(PASSAGE)
Not available in 2021/22
PB429      Half Unit
Science Communication and Controversies

This information is for the 2021/22 session.

Teacher responsible

Prof Martin Bauer QUE.3.04


This course is available on the MSc in Behavioural Science, MSc in Organisational and Social Psychology, MSc in Psychology of Economic Life, MSc in Social and Cultural Psychology and MSc in Social and Public Communication. This course is available with permission as an outside option to students on other programmes where regulations permit.

Course content

Consider vaccinations, climate change, nuclear energy, CRISPR or genetically-modified crops and food. Regarding these developments, science is a cultural authority and a voice of reason, but increasingly also a protagonist. No surprise therefore that science is discussed controversially, battling with ‘fake news’. In this course we will look at these and other issues and ask the question more generally: what is the role of public controversy, science communication, and public opinion for the development of science and technology? The classical diffusion model (Roger, 1962) remains influential: scientists discover, engineers innovate, and social scientists market the novelty and provide public acceptance. This model is however more wishful thinking than realistic; valid at most when there is no or little public controversy. More commonly, techno-scientific innovations encounter resistance which refocuses attention, strengthens the collective, evaluates on-going developments and urges strategic adaptation (Bauer, 1991, 1995, 2002, 2015, 2017). In light of this, we will examine science communication and its formats of public engagement in relation to the historical controversies over nuclear power, genetic engineering and IT leading into emergent mobilisations for nanotechnology, genetic enhancement, synthetic biology, AI, autonomous driving and robotic automation.
(End PASSAGE)
(DATA FOR REVIEW)
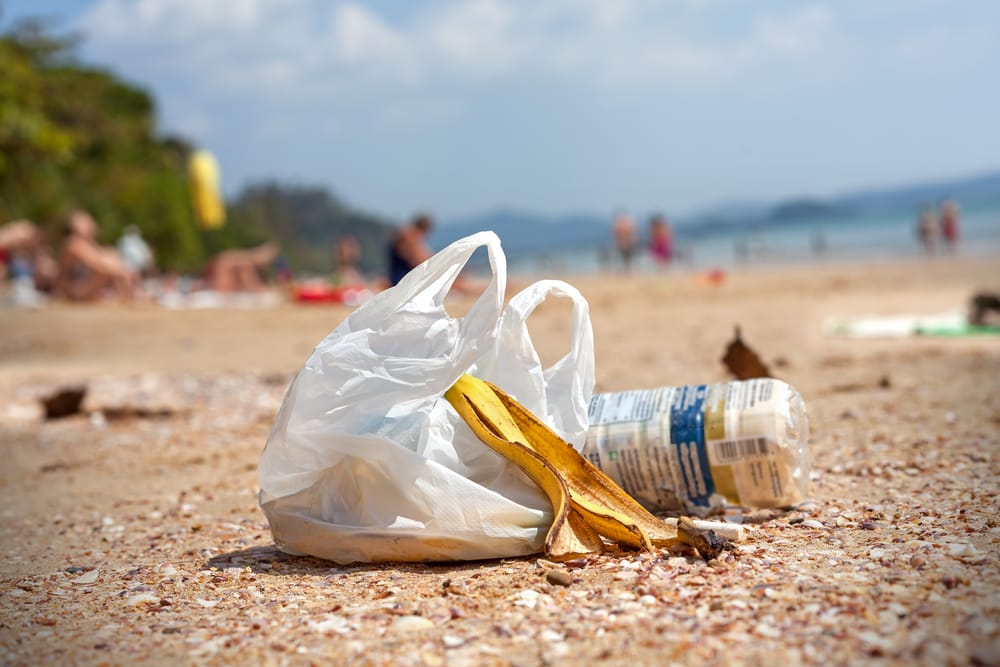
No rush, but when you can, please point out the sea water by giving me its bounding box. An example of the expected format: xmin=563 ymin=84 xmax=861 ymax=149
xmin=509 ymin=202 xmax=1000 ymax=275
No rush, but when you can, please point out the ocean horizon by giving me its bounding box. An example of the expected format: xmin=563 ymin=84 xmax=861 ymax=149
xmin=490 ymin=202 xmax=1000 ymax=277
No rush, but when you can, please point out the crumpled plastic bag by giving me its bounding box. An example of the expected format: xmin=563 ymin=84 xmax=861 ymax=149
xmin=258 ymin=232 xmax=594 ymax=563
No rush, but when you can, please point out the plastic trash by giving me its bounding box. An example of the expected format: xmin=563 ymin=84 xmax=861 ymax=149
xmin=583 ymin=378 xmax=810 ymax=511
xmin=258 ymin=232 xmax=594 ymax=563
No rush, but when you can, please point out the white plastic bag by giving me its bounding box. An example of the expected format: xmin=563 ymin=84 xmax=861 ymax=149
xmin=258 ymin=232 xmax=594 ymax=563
(End DATA FOR REVIEW)
(DATA FOR REVIEW)
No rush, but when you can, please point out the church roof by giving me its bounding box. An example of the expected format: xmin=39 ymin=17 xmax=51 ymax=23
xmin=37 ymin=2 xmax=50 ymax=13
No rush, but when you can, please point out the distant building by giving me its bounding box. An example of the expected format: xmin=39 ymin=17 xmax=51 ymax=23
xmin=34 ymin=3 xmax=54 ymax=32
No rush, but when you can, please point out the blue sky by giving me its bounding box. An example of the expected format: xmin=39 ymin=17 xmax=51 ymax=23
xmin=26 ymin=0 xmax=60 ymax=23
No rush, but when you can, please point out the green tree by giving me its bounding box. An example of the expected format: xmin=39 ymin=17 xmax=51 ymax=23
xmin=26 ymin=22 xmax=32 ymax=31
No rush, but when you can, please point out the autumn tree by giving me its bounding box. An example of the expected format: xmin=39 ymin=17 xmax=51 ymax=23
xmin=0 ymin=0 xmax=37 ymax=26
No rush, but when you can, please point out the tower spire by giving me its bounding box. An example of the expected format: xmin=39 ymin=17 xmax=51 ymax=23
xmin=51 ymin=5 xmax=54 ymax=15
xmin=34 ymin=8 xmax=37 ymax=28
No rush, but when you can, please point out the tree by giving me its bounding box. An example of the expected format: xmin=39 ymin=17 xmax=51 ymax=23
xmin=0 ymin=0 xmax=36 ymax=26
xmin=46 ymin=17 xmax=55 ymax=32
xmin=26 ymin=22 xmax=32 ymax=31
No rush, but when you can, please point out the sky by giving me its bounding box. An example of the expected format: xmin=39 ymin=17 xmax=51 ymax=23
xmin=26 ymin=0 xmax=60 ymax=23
(End DATA FOR REVIEW)
PARTS OF THE EXERCISE:
a) Which model does the course description call more wishful thinking than realistic?
b) Continue the course description past its final sentence.

RESPONSES:
a) The classical diffusion model (Roger, 1962).

b)
Students' are expected to appreciate theory driven empirical research.


10 hours of lectures and 10 hours of seminars in the LT.

Formative coursework

Students will be expected to produce 1 essay in the LT.

Indicative reading

Baranger P and B Schiele (2013) Science Communication today – international perspectives, issues and strategies, Nancy Journee Hubert-Curien, CNRS Editions.

Bauer MW, P Pansegrau, and R Shukla (2019) (eds) The Cultural Authority of Science – comparing across Europe, Asia, Africa and the Americas, , London, Routledge.

Bauer, M.W. (2015). Atoms, Bytes & Genes: public resistance and techno-scientific responses. New York: Routledge. Bauer, M.W. (2013).

Bauer MW and M Bucchi (2007) (eds) Journalism, Science and Society – science communication between news and public relations, NY, Routledge.

Bauer, M.W. & Gaskell, G. (Eds) (2002). Biotechnology - the making of a global controversy. Cambridge, CUP.

Bucchi M and B Trench (2014) (eds) Routledge Handbook of Public Communication of Science and Technology, 2nd edition, London, Routledge.

Godin B and D Vinck (2017) (eds) Critical Studies of Innovation. Alternative approaches to the pro-innovation bias, Cheltenham, Edward Elgar.

Gregory J and S Miller (1998) Science in Public – communication, culture, and credibility, Cambridge MA, Perseus.

Marteau, T. & Richards, M.P.M. (1996) (Eds), The troubled helix: Social and psychological implications of the new human genetics, CUP.

Roger, E.M. (1996). Diffusion of innovation, 4th edition. New York: Free Press.

Weart, S.R. (1988). Nuclear fear: A history of images, Harvard University Press.

Each session will have its own particular readings, divided into essential texts and additional readings. This will be revised on an annual basis. No one text covers the entire syllabus; students' will be expected to read widely in appropriate journals, and a list of references will be provided at the start of the course.


Essay (100%, 3000 words) in the LT.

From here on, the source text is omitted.